» **Tareas planteadas**
a) Responde a estas preguntas sobre el texto acerca de Bárbara Jurado:
(i) ¿En qué fecha nació Bárbara Jurado y Antúnez?
(ii) ¿Qué tamaño tenía la habitación que servía de hogar a la familia?
(iii) ¿Qué campana estaba tocando su hermano cuando salió volando?
b) Prolonga el texto sobre Bárbara Jurado a partir de su última oración.
++++ Texto de partida
Bárbara Jurado y Antúnez nació el día 7 de Febrero de 1842 en una de las cámaras de la Giralda, habilitadas como hogar, concretamente en el numero cinco de la torre, a la altura de la rampa número 30, una de las ultimas rampas, muy cerquita del cuerpo de campanas. Siendo hija de Casimiro Jurado, segundo campanero y de María Josefa Antúnez.
Esta familia sabía lo que era pasar frío y calor. Su hogar –una habitación de apenas tres metros cuadrados– estaba situada en la cara este de la que hasta hace poco tiempo era la torre de mayor altura de la ciudad. Allí, con unas privilegiadas vistas, pasaba los veranos e inviernos. Soportando los envites del termómetro. Y, sobre todo, subiendo y bajando a diario 30 de las 35 rampas de las que consta este símbolo de Sevilla.
Su infancia era un recuerdo de volteos de campanas y el arrastre de latas con las que su padre fabricaba cacharros. Con su venta obtenía ayudas que permitían a la familia salir adelante. Le pagaban 110 reales mensuales por el oficio de campanero.
Desde pequeña, Bárbara asistía a misa en la Santa Sede, pero hubo un trágico suceso, el cual le hizo acrecentar su interés por la Religión.
Siendo un 6 de Junio de 1853, con tan sólo 13 años, vio como su hermano de 11, encontrándose tocando la campana de San Fernando, salió volando por la fuerza de la cuerda en el volteo, pasando por entre la cabeza de la campana y el arco, tal y como lo refleja una carta de Bárbara en 1871.
“una de las cosas que me daban más pena era pensar los dolores que sentiría [José] cuando pasó por entre la cabeza de la campana y el arco. Grandes serían cuando quedó allí su sangre, y por las señales que allí se vieron se comprende lo mucho que pasó”.
++++++++
++++ Ítems proporcionados
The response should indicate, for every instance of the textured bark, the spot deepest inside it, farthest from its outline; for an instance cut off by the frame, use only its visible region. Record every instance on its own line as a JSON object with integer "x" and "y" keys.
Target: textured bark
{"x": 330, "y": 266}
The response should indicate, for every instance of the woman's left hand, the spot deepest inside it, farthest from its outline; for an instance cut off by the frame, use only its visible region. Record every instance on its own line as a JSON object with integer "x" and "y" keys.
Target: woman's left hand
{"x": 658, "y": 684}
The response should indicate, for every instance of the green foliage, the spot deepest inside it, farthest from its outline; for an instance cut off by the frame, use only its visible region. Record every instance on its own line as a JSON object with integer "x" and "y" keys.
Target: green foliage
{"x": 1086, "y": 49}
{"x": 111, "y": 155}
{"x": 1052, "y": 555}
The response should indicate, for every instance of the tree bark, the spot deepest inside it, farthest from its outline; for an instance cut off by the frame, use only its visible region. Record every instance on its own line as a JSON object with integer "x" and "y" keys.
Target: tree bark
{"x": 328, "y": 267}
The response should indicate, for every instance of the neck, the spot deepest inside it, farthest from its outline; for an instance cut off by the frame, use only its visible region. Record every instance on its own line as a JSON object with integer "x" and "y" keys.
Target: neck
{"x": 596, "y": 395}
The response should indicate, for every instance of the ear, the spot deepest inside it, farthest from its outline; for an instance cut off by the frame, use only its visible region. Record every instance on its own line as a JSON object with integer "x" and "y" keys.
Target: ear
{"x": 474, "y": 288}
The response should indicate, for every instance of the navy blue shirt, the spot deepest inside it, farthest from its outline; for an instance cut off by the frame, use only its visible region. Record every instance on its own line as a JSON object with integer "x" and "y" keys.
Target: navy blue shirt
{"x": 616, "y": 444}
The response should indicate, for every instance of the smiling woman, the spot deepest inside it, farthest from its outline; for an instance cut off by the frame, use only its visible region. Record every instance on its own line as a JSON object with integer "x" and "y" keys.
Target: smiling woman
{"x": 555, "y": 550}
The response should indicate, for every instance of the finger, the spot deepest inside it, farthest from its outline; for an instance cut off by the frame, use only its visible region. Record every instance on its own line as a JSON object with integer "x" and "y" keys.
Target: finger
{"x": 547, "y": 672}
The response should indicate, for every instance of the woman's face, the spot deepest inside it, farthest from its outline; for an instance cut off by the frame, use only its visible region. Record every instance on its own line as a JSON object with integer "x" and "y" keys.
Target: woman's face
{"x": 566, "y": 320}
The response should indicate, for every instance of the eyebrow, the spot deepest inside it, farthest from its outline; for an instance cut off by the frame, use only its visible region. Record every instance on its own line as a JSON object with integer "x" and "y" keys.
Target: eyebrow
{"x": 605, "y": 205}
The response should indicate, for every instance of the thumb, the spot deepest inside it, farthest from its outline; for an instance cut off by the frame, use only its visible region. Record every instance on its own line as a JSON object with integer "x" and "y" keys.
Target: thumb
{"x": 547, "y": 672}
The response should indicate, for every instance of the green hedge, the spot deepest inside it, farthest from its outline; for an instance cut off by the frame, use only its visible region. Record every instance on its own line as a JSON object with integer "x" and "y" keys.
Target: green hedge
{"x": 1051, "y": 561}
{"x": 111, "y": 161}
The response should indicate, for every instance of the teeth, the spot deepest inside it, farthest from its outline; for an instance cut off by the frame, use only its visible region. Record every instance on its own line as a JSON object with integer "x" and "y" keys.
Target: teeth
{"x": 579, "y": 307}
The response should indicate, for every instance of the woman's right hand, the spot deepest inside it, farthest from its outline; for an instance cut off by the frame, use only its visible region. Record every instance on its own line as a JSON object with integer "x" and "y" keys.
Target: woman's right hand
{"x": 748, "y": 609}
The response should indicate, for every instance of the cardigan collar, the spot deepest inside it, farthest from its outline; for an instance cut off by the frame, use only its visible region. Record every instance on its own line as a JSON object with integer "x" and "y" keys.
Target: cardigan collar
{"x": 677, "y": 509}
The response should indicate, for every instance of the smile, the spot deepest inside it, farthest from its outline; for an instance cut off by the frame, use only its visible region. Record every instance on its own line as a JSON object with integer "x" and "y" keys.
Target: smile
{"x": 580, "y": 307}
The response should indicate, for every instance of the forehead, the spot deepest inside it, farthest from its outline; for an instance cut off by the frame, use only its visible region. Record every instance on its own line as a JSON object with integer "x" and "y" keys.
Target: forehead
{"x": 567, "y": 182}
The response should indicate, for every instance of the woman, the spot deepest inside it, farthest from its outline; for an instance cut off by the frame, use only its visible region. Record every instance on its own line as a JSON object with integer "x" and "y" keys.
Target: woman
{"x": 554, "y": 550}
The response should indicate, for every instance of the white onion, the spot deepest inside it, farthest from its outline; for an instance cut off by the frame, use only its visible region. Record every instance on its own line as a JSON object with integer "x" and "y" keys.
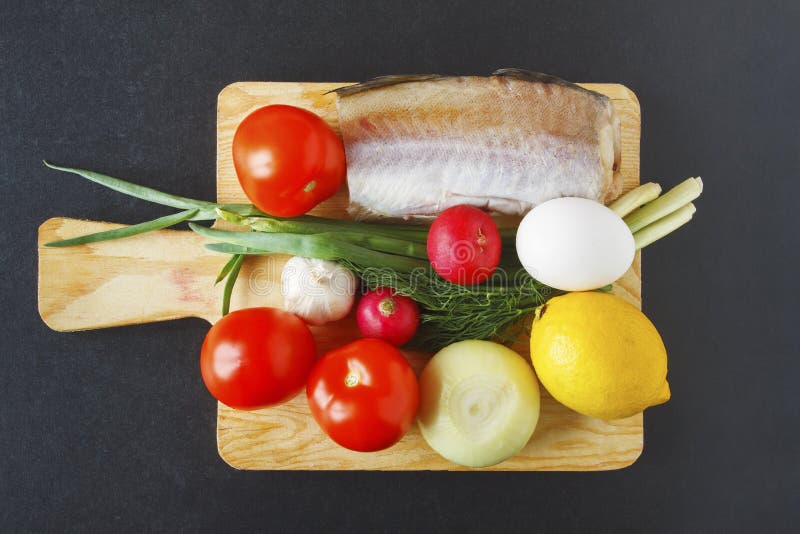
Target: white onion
{"x": 479, "y": 403}
{"x": 574, "y": 244}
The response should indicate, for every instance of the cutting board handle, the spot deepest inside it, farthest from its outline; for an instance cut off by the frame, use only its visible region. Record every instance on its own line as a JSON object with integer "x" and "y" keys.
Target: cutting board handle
{"x": 161, "y": 275}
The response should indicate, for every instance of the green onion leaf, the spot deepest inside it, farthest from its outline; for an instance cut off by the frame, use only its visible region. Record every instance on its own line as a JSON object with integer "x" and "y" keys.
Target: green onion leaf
{"x": 138, "y": 191}
{"x": 229, "y": 283}
{"x": 227, "y": 248}
{"x": 127, "y": 231}
{"x": 225, "y": 269}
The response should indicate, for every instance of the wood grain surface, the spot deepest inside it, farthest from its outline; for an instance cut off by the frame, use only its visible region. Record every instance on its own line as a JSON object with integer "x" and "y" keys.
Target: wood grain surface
{"x": 168, "y": 274}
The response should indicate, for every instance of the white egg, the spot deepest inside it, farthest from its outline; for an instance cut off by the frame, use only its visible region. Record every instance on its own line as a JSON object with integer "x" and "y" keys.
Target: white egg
{"x": 574, "y": 244}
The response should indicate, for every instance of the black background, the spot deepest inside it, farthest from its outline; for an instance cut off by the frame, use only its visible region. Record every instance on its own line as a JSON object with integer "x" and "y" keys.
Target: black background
{"x": 114, "y": 429}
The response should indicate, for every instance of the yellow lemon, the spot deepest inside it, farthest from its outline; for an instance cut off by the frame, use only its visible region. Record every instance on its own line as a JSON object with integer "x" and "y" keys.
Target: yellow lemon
{"x": 599, "y": 355}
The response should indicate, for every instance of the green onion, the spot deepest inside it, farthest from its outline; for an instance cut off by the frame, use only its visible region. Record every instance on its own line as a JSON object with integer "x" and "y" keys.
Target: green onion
{"x": 635, "y": 198}
{"x": 226, "y": 269}
{"x": 138, "y": 191}
{"x": 229, "y": 283}
{"x": 675, "y": 198}
{"x": 318, "y": 246}
{"x": 127, "y": 231}
{"x": 665, "y": 225}
{"x": 227, "y": 248}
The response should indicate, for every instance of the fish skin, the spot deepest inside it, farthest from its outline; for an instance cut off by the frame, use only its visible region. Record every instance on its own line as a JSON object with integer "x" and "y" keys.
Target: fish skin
{"x": 419, "y": 144}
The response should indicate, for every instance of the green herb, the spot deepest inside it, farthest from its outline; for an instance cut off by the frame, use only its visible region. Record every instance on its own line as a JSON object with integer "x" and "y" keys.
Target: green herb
{"x": 127, "y": 231}
{"x": 229, "y": 283}
{"x": 395, "y": 256}
{"x": 675, "y": 198}
{"x": 451, "y": 312}
{"x": 320, "y": 246}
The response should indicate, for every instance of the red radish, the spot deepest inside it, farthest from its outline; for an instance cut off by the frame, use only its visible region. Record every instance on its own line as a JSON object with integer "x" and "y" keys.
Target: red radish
{"x": 382, "y": 314}
{"x": 464, "y": 245}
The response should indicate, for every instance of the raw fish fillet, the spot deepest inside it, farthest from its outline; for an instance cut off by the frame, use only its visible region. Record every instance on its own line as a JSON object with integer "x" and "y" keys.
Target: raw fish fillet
{"x": 417, "y": 145}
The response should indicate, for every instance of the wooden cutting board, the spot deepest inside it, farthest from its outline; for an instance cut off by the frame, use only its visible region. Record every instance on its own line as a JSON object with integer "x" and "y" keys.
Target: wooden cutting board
{"x": 168, "y": 275}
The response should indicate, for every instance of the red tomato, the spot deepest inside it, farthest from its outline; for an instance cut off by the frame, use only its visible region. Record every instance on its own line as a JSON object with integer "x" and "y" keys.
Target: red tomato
{"x": 287, "y": 160}
{"x": 257, "y": 357}
{"x": 464, "y": 245}
{"x": 364, "y": 395}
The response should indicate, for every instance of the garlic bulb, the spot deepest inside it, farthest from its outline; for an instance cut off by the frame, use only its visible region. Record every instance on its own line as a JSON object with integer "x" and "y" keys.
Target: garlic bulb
{"x": 318, "y": 291}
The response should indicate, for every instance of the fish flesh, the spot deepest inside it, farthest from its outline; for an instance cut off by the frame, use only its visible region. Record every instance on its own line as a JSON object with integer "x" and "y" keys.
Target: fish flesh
{"x": 417, "y": 145}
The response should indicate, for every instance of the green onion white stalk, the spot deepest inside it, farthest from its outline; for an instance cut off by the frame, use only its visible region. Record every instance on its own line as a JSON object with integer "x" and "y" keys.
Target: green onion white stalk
{"x": 393, "y": 255}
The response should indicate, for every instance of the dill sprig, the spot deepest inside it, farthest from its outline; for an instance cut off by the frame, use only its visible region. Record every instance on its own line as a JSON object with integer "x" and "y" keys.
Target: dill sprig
{"x": 495, "y": 309}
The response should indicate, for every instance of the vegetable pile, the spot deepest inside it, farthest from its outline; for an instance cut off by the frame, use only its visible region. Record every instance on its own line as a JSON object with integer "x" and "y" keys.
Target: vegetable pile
{"x": 459, "y": 286}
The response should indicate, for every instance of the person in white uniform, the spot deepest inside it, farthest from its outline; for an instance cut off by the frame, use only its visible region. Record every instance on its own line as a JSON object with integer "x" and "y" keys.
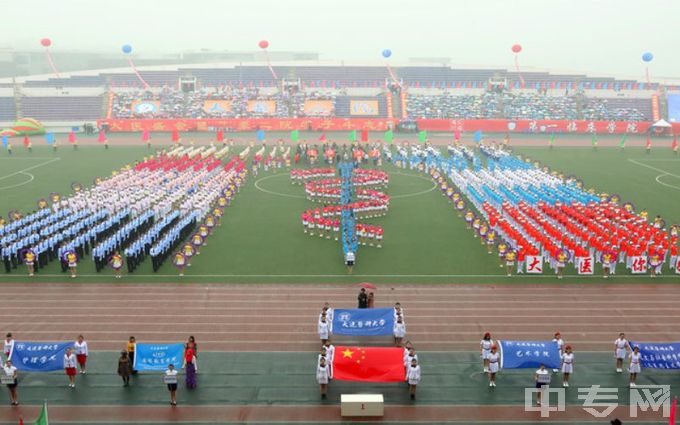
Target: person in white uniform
{"x": 323, "y": 329}
{"x": 413, "y": 377}
{"x": 399, "y": 331}
{"x": 621, "y": 348}
{"x": 485, "y": 344}
{"x": 494, "y": 357}
{"x": 323, "y": 375}
{"x": 567, "y": 365}
{"x": 634, "y": 367}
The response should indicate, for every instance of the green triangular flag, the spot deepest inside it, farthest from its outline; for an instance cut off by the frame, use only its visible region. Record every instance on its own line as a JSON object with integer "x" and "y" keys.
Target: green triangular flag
{"x": 389, "y": 136}
{"x": 42, "y": 418}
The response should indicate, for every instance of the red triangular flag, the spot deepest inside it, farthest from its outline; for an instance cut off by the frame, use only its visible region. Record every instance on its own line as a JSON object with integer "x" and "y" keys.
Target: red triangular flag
{"x": 674, "y": 407}
{"x": 369, "y": 364}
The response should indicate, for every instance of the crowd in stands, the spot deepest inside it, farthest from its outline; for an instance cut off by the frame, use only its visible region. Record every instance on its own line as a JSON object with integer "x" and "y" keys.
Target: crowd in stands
{"x": 290, "y": 104}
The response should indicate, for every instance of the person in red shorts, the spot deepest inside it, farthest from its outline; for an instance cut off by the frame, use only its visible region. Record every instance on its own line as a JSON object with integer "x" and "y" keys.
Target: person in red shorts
{"x": 70, "y": 367}
{"x": 81, "y": 352}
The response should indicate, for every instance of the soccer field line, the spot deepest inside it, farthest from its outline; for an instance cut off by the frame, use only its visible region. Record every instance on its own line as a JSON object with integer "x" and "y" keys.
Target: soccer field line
{"x": 30, "y": 168}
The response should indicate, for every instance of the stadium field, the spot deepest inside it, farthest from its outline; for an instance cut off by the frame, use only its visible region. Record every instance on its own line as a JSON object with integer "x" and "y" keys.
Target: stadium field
{"x": 261, "y": 238}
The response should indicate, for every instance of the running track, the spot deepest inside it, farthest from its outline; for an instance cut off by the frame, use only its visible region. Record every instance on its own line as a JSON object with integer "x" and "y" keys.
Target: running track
{"x": 249, "y": 317}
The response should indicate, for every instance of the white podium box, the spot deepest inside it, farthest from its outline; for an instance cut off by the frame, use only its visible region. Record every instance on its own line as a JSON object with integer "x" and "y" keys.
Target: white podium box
{"x": 362, "y": 405}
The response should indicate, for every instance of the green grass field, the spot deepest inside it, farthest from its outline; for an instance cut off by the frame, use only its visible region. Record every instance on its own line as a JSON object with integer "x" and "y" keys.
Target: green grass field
{"x": 261, "y": 238}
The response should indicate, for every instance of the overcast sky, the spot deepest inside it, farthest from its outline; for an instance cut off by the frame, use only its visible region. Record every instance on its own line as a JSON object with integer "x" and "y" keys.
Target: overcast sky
{"x": 596, "y": 36}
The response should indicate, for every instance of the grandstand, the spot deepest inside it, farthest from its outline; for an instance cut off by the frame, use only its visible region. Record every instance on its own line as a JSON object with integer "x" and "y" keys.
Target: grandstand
{"x": 250, "y": 91}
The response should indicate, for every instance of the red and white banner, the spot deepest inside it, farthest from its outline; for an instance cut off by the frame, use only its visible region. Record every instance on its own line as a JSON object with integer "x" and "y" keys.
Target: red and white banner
{"x": 638, "y": 265}
{"x": 586, "y": 265}
{"x": 534, "y": 264}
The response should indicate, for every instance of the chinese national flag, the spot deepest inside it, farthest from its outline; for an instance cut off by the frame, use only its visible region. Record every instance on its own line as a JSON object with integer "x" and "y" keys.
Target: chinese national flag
{"x": 368, "y": 364}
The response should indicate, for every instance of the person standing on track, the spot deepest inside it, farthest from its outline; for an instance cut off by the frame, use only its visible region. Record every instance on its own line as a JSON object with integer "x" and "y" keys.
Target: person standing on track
{"x": 124, "y": 368}
{"x": 485, "y": 344}
{"x": 10, "y": 371}
{"x": 70, "y": 362}
{"x": 567, "y": 365}
{"x": 634, "y": 368}
{"x": 170, "y": 379}
{"x": 621, "y": 348}
{"x": 132, "y": 344}
{"x": 493, "y": 365}
{"x": 413, "y": 377}
{"x": 81, "y": 352}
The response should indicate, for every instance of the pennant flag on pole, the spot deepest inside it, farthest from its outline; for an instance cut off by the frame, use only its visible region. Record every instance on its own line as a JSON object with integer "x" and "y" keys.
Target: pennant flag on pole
{"x": 369, "y": 364}
{"x": 364, "y": 135}
{"x": 389, "y": 136}
{"x": 42, "y": 418}
{"x": 478, "y": 136}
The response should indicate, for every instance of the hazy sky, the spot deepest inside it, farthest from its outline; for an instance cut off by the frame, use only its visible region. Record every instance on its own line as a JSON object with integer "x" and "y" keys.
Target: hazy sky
{"x": 597, "y": 36}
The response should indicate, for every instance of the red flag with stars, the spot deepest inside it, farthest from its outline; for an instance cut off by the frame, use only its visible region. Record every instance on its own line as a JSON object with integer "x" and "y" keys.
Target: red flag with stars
{"x": 369, "y": 364}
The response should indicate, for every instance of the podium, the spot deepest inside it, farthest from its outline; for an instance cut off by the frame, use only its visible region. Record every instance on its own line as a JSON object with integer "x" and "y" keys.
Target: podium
{"x": 362, "y": 405}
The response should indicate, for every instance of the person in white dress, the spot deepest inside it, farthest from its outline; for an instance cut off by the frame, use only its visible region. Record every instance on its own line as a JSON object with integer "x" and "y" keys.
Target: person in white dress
{"x": 567, "y": 365}
{"x": 486, "y": 344}
{"x": 621, "y": 348}
{"x": 323, "y": 329}
{"x": 323, "y": 375}
{"x": 399, "y": 331}
{"x": 81, "y": 352}
{"x": 557, "y": 339}
{"x": 413, "y": 377}
{"x": 494, "y": 357}
{"x": 634, "y": 368}
{"x": 542, "y": 379}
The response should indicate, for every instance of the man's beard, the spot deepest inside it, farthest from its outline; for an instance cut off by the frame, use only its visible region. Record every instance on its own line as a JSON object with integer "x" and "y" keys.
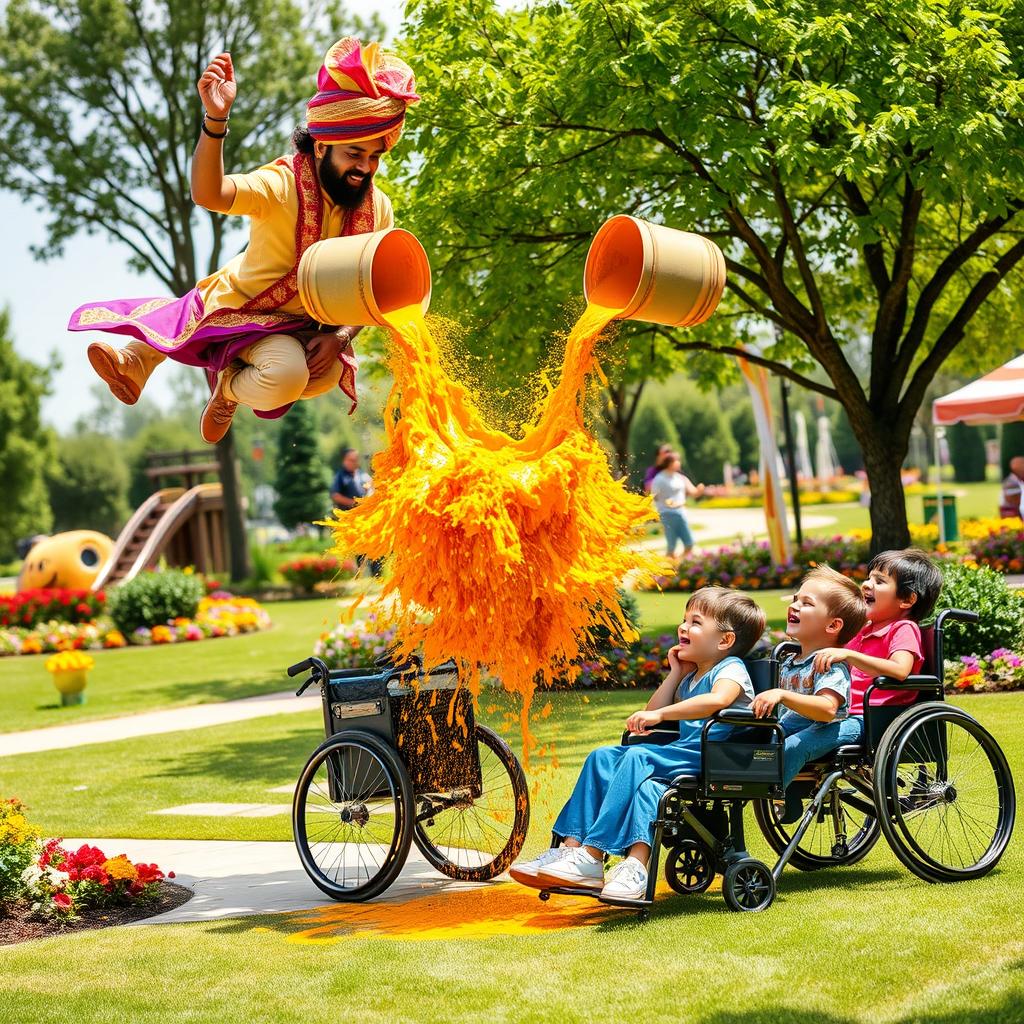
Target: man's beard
{"x": 336, "y": 185}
++++++++
» **Respuestas por tarea**
a)
(i) El 7 de febrero de 1842.
(ii) Apenas tres metros cuadrados.
(iii) La campana de San Fernando.

b)
Todo indica que había sucedido a su padre en este oficio o que imitaba los volteos de su progenitor.
Tras este suceso, hizo todo lo posible por entrar en vida conventual, para lo cuál, se inició en música y piano con el organista de la Catedral, Manuel Sanclemente.
El primer intento de Bárbara fue en vano, pues ella quiso ingresar en el convento de las Capuchinas, pero ellas no usaban la música en el coro, además de no tener la dote pedida, que en esos años ascendía a unos 12.000 reales. Gracias al canónigo José Morodo entró como organista en el convento de Madre Dios, ingresando en Julio de 1859 con 17 años.
Tras seis meses de postulantado tomó el hábito el 15 de Enero de 1860. Después del año de noviciado profesó solemnemente «hasta la muerte» el 3 de Febrero de 1861 como religiosa de coro y velo negro con el oficio de cantora. Pero dos años después, la Revolución de La Gloriosa, expulsó a las dominicas de su convento, siendo llevadas el 13 de Octubre al convento de San Clemente, por haberse iniciado la demolición parcial del cenobio sobre el que se planeó levantar un mercado de abastos que nunca se construyó.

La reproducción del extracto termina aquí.